Document section.
Mary Dunlop (09:54):
You know, it was maybe considering also national labs in addition to like places where you could do, do some research or, you know, some practical things. But then in graduate school I started working on a project. First I was doing fluid dynamics related to biological problems, and then I kind of switched to doing more synthetic biology and kind of control system stuff in, in graduate school. So pretty, pretty late on. Which I think maybe just means that like sometimes people get really scared that they don’t have everything kind of perfectly mapped out. And my experience has been there’s actually quite a lot of flexibility and that you’re not really kind of set in stone in what you need to do for quite a while and you can make pretty dramatic changes, which I think is kind of reassuring.
Mary Dunlop (10:40):
And so, when I got to graduate school, I eventually switched research directions to more of the synthetic biology space, but I would say it wasn’t until like the very end of graduate school that I was even considering faculty positions. And there was a, a postdoc who’s like, so somebody in this sort of very senior role who had finished a PhD and then was doing more research and and he said to me something like, you know, I I you should apply for faculty jobs, like, I think you’d be a good professor. And I was like, like, it never even crossed my mind, and I don’t, I don’t know why it hadn’t crossed my mind. Like, I guess I didn’t really feel necessarily like I was, I don’t know, some combination of like as smart as or as good at research as, or like as yeah, I just didn’t feel like a faculty member and like in some ways I still don’t.
Mary Dunlop (11:32):
But I think, you know, that could be, it could be a gender thing where like there weren’t that many female faculty members in mechanical engineering. And so it didn’t really like even sort of seem like the sort of role I could see myself in, or it could just be like that it wasn’t particularly on my radar screen, but in the end it’s actually been a really good fit in that over time, time I have learned that I like teaching a lot and working with students is really fun and I like the sort of independence and self-directed nature of running a research lab. So I think the fact of the matter is, I, I would be happy in a lot of different jobs but I do think that that being a professor has been, has been fantastic. But that’s a long answer, but no, I, I never thought I would be a professor. Yeah.
Michael Sheets (12:17):
Well, that was a fantastic answer. Thank you so much. And I am very glad that you found your way to a professor role because you have been a fantastic advisor for my PhD, so thank you for that. Yeah, and I think that that’s such a great example for students too, if you don’t need to know in high school and college, even at sort of grad school really what you want to do, and there’s always time to, to change and find new opportunities as you go.And thank you for providing a role model for future students and professors and people in all careers took up to. I think with that, I may wrap up with one last question, which also segues well from that, which is do you have any advice to your past self or current students that might be interested in the field?

Task objective. Pick up the interview with Mary Dunlop after its last line. The material after the interview is separate from it.

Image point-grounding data
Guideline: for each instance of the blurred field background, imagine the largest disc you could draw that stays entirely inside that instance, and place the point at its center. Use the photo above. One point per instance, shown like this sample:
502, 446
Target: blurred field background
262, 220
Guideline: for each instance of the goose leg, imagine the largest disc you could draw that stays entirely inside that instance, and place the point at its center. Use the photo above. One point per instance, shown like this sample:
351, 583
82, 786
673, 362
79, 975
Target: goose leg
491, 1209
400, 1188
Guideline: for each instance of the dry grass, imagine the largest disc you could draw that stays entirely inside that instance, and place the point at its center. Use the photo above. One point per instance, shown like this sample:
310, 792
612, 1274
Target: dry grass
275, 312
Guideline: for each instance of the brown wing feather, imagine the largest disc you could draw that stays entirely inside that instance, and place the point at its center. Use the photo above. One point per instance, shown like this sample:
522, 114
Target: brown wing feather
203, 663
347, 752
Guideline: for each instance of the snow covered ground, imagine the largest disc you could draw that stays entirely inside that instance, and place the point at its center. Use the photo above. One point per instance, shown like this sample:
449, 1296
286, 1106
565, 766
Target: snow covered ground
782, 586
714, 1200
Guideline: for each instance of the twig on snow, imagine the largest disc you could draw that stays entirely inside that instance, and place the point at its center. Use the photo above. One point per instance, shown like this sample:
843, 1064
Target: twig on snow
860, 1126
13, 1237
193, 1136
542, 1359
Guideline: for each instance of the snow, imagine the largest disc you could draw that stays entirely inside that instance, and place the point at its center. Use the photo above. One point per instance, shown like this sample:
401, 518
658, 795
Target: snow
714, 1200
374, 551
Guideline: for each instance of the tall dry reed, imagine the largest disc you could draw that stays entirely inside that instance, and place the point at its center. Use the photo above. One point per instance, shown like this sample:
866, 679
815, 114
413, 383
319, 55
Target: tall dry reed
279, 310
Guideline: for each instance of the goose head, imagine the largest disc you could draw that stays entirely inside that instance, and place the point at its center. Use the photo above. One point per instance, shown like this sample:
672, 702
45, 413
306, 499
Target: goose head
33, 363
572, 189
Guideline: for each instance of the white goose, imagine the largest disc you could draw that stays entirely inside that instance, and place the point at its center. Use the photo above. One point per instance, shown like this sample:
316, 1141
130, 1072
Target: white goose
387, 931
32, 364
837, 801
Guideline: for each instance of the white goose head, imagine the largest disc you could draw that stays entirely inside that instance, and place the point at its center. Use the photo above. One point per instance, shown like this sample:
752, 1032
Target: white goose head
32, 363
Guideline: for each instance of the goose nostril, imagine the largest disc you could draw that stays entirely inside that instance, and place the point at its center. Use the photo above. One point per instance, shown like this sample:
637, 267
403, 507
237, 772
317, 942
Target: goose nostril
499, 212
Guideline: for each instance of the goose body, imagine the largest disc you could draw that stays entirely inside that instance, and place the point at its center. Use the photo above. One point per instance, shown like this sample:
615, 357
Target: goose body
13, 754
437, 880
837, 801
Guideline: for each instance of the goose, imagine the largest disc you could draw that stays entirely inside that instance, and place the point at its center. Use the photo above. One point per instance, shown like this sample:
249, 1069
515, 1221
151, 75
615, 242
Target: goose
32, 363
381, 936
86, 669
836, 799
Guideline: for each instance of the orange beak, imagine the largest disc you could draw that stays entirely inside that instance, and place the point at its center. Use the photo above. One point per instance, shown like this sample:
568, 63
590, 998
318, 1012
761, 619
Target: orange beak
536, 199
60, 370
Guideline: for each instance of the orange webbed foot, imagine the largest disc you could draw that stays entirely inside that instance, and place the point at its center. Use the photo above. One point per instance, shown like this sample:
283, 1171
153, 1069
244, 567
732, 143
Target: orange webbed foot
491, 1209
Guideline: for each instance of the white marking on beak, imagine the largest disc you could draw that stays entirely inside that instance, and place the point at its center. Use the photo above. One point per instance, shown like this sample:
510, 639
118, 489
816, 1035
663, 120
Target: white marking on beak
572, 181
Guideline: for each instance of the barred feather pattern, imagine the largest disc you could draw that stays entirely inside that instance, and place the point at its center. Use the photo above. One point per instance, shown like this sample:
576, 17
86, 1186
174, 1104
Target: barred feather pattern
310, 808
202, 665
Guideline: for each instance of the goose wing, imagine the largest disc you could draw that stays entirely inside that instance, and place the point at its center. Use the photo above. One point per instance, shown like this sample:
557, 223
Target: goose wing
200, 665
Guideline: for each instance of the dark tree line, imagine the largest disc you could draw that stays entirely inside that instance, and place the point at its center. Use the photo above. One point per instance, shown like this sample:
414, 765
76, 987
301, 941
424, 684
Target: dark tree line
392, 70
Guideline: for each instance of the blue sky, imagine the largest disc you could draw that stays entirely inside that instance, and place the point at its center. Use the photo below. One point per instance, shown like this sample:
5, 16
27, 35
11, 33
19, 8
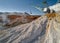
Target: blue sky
23, 5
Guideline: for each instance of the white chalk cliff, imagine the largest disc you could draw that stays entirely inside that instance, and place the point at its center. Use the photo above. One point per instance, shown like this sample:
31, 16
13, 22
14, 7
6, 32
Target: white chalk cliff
45, 29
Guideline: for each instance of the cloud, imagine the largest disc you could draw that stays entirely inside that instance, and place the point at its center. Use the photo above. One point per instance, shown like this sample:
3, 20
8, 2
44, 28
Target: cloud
55, 7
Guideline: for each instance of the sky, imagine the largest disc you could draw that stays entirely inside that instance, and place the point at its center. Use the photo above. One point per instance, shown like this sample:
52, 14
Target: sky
23, 5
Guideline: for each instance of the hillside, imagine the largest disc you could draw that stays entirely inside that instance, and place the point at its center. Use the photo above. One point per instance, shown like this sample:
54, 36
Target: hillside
45, 29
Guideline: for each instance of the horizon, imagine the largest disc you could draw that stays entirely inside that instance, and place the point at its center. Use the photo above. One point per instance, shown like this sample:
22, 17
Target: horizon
23, 5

Answer space.
Mary Dunlop (12:56):
Yeah, interesting. Past self. So I think one thing that’s been sort of surprising to me over, over time is that with research and faculty careers, but just sort of in general, just being like you don’t necessarily have to be like the absolute sort of smartest person in the room, but I think being, having like a sort of level of persistence and willingness to just kind of keep working at something and not be put off when it’s not going well, but just sort of to come back and take a new angle and, and take some time and sort of slowly and methodically work through things has been really valuable. And I think it’s, you know, it’s not terribly like glamorous, but I think that the one thing that I’ve been perhaps surprised about is just the, the, the, the extent to which like just being persistent and being willing to like kind of put in the time and put in the effort, it actually goes a really long way.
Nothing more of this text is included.